# What the task requires
Copy out only the span from the line with "Look at this image and locate every instance of circular" to the end of the data, both ends kept, word for word.

# Supplied information
☆ ☆ ☆ ☆
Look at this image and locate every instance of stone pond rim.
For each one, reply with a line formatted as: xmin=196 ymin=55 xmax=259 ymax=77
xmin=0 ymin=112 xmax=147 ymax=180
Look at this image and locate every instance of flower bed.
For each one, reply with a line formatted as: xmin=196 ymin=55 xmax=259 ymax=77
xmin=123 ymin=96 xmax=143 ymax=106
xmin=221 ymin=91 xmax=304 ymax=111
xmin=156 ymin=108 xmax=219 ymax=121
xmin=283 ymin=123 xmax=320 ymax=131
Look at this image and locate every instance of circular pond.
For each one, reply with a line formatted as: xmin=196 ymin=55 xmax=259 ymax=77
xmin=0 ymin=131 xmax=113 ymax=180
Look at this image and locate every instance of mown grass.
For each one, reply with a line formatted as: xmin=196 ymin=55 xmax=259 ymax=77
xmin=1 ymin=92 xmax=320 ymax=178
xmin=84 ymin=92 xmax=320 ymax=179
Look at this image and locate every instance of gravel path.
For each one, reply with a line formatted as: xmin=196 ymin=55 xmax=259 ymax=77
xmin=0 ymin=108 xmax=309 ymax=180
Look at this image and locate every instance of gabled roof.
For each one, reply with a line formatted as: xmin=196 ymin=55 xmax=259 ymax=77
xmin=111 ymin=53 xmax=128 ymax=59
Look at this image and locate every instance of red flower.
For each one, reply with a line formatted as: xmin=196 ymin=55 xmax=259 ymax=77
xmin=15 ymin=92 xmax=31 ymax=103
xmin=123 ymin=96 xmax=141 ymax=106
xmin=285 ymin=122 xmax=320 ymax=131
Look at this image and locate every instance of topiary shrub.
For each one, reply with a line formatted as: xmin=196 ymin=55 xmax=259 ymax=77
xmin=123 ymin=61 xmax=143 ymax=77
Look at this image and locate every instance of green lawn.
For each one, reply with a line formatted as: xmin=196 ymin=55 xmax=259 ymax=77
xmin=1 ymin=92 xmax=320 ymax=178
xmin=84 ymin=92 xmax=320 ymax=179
☆ ☆ ☆ ☆
# Exercise response
Look at this image and locate every instance of circular pond.
For each one, reply with a line formatted as: xmin=196 ymin=55 xmax=259 ymax=77
xmin=0 ymin=131 xmax=113 ymax=180
Look at this image and locate every instance of mown grass.
For each one, reply with a line formatted as: xmin=196 ymin=55 xmax=259 ymax=77
xmin=1 ymin=92 xmax=320 ymax=178
xmin=84 ymin=92 xmax=320 ymax=179
Look at this image and locate every instance of gravel path.
For each one, reply with a line formatted as: xmin=196 ymin=55 xmax=259 ymax=77
xmin=0 ymin=108 xmax=309 ymax=180
Look at this image and locate every instance of gabled roof.
For each one, reply with a line formatted as: xmin=196 ymin=55 xmax=259 ymax=77
xmin=111 ymin=53 xmax=128 ymax=59
Look at this image and locate every instance of red flower.
For each one, reply with a line formatted as: xmin=196 ymin=55 xmax=259 ymax=77
xmin=15 ymin=92 xmax=31 ymax=103
xmin=123 ymin=96 xmax=141 ymax=106
xmin=285 ymin=122 xmax=320 ymax=131
Look at this image and locate every instance of topiary shrub.
For each one, reply with a line formatted as: xmin=196 ymin=55 xmax=259 ymax=77
xmin=123 ymin=61 xmax=143 ymax=77
Look at this image and locate every instance of green lawn.
For each one, reply with a line formatted as: xmin=196 ymin=55 xmax=259 ymax=77
xmin=1 ymin=92 xmax=320 ymax=178
xmin=84 ymin=92 xmax=320 ymax=179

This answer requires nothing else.